▶ _What to produce_
Present all of the data below as a numbered list, leaving out any blank lines.

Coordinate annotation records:
——————————

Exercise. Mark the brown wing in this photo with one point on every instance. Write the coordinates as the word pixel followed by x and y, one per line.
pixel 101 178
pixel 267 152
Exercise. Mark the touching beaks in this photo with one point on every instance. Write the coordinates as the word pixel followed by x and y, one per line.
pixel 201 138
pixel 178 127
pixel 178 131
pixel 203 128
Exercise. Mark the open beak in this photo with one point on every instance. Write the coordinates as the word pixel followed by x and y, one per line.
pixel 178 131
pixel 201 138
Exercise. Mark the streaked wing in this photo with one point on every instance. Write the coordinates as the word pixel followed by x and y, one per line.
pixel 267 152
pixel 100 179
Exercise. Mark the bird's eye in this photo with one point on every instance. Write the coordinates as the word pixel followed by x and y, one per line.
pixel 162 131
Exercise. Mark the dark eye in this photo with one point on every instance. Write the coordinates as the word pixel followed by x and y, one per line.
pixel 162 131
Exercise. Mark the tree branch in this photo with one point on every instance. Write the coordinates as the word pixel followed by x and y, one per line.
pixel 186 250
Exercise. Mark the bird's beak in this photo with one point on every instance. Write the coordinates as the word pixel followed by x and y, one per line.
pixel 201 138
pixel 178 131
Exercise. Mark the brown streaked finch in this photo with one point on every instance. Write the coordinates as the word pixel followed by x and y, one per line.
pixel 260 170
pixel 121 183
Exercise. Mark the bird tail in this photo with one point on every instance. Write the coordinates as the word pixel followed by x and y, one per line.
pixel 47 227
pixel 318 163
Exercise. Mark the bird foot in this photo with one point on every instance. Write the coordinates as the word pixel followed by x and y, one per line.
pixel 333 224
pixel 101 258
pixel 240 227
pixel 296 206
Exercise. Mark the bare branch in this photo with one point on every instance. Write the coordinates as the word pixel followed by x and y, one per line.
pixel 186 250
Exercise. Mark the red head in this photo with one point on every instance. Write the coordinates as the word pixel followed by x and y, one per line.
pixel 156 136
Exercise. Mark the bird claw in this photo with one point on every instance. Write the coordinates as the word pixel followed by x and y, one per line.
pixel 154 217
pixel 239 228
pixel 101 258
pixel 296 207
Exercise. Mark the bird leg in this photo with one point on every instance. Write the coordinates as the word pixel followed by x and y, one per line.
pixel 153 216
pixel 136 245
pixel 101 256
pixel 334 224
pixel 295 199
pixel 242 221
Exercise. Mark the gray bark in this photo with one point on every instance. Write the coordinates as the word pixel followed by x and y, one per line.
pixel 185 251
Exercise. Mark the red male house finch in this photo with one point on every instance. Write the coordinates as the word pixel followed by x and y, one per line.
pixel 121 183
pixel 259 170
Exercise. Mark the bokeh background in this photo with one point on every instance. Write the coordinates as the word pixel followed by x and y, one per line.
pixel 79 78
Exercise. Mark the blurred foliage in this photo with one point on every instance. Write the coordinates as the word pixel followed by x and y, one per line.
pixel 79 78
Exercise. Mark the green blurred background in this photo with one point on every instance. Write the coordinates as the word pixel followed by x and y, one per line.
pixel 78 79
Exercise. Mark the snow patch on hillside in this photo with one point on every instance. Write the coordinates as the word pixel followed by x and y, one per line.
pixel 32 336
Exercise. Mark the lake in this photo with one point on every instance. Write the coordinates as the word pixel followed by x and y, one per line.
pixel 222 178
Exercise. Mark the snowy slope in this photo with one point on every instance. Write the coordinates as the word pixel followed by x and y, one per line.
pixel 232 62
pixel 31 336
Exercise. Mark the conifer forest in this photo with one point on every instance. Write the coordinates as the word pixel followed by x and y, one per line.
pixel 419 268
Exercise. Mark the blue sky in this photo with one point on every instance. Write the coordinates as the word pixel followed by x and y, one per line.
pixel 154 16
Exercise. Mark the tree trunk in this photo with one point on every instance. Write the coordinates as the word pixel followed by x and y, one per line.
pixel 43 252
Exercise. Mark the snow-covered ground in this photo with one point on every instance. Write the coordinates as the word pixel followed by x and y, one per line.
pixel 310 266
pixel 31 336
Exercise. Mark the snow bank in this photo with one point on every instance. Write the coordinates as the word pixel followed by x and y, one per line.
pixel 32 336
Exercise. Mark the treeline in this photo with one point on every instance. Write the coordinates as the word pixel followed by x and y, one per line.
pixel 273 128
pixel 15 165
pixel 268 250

——————————

▶ _Answer to the exercise_
1. Exercise. Mark the brown wing in this photo with one point on every instance. Write the coordinates as the word pixel followed by x and y, one per line.
2. pixel 101 178
3. pixel 267 152
4. Exercise. Mark the touching beaks in this photo with one point on every instance. Write the coordinates as the word pixel followed by x and y, one per line.
5. pixel 201 138
6. pixel 178 127
7. pixel 178 131
8. pixel 203 128
9. Exercise. Mark the open beak in this photo with one point on every instance. Write the coordinates as the word pixel followed by x and y, one per line.
10. pixel 178 131
11. pixel 201 138
12. Exercise. Mark the streaked wing in this photo with one point on every instance. Write the coordinates as the word pixel followed by x and y, one per line.
13. pixel 267 152
14. pixel 100 179
15. Exercise. Mark the bird's eye in this photo with one point on every instance. Write the coordinates as the word pixel followed by x and y, one per line.
16. pixel 162 131
17. Exercise. Mark the dark eye in this photo with one point on every instance. Write the coordinates as the word pixel followed by x and y, one per line.
18. pixel 162 131
19. Exercise. Mark the tree branch in this photo with one point on every instance. Write the coordinates as the word pixel followed by x and y, one per line.
20. pixel 186 250
21. Exercise. Mark the bird's beak in this photo with one point on every instance. Write the coordinates as the word pixel followed by x and y, one per line.
22. pixel 201 138
23. pixel 178 131
24. Exercise. Mark the brown streaked finch in this photo with one point on every instance. Write the coordinates as the word pixel followed by x and y, one per line.
25. pixel 260 170
26. pixel 121 183
27. Exercise. Mark the bird tail in this photo with one point on every instance. Write the coordinates as the word pixel followed by x and y, one per line.
28. pixel 47 227
29. pixel 318 163
30. Exercise. Mark the bird foot in this photo with one point on every instance. Write the coordinates as the word pixel followed by x and y, one per line.
31. pixel 333 224
32. pixel 101 258
33. pixel 240 227
34. pixel 296 206
35. Exercise. Mark the bare branch in this photo with one point on every instance. Write the coordinates as the word pixel followed by x and y, one per line.
36. pixel 186 250
37. Exercise. Mark the red head in this photo with one point on every instance. Write the coordinates as the word pixel followed by x and y, one per line.
38. pixel 156 136
39. Exercise. Mark the bird claw in this photo with one point on every instance. Write the coordinates as the word pixel followed by x and y, one per line.
40. pixel 154 217
41. pixel 239 228
42. pixel 101 258
43. pixel 296 207
44. Exercise. Mark the bird leg in this photo with one point on every instance. Write the coordinates as the word pixel followed by x and y, one per line.
45. pixel 153 216
46. pixel 136 245
47. pixel 101 256
48. pixel 334 224
49. pixel 295 199
50. pixel 242 221
51. Exercise. Mark the gray bark in this photo with one point on every instance. Write the coordinates as the word pixel followed by x and y, one per line.
52. pixel 185 251
53. Exercise. Mark the red male house finch in this photo with one point on every instance. Write the coordinates as the word pixel followed by x and y, one per line.
54. pixel 121 183
55. pixel 259 170
56. Exercise. Mark the bokeh background in this photo with one point on every instance. Write the coordinates as the word pixel followed by x and y, one per line.
57. pixel 79 78
58. Exercise. Mark the blurred foliage in this photo with one point on every instance. Write the coordinates as the word pixel followed by x and y, one per line.
59. pixel 79 78
60. Exercise. Mark the green blurred background in this photo with one point on every instance. Write the coordinates as the word pixel followed by x and y, one per line.
61. pixel 78 79
62. Exercise. Mark the snow patch on hillside in this photo with one point on every instance. Write the coordinates as the word pixel followed by x and y, one per line.
63. pixel 32 336
64. Exercise. Mark the lake in this photo with one point on every instance. Write the coordinates as the word pixel followed by x and y, one per line.
65. pixel 222 178
66. Exercise. Mark the snowy slope in this photo with one point on every instance. Write the coordinates as the word pixel followed by x and y, one per line.
67. pixel 232 62
68. pixel 31 336
69. Exercise. Mark the conifer forest in this photo with one point on every instance. Write the coordinates as the word pixel followed by x and y, one per line.
70. pixel 419 268
71. Exercise. Mark the blue sky in this photo with one point on every instance. Write the coordinates as the word pixel followed by x and y, one per line.
72. pixel 154 16
73. Exercise. Mark the tree trunk in this photo with one point on every instance. Write the coordinates as the word pixel followed by x and y, one per line.
74. pixel 43 252
75. Exercise. Mark the snow-covered ground in this photo with one point on every instance. Write the coordinates as the word pixel followed by x and y, one per line.
76. pixel 310 266
77. pixel 31 336
78. Exercise. Mark the snow bank in this photo with one point on every instance. Write the coordinates as the word pixel followed by x and y, one per line.
79. pixel 32 336
80. Exercise. Mark the treeline in this photo with one point on every instance. Write the coordinates as the word pixel followed by x and y, one per line.
81. pixel 273 128
82. pixel 15 165
83. pixel 268 250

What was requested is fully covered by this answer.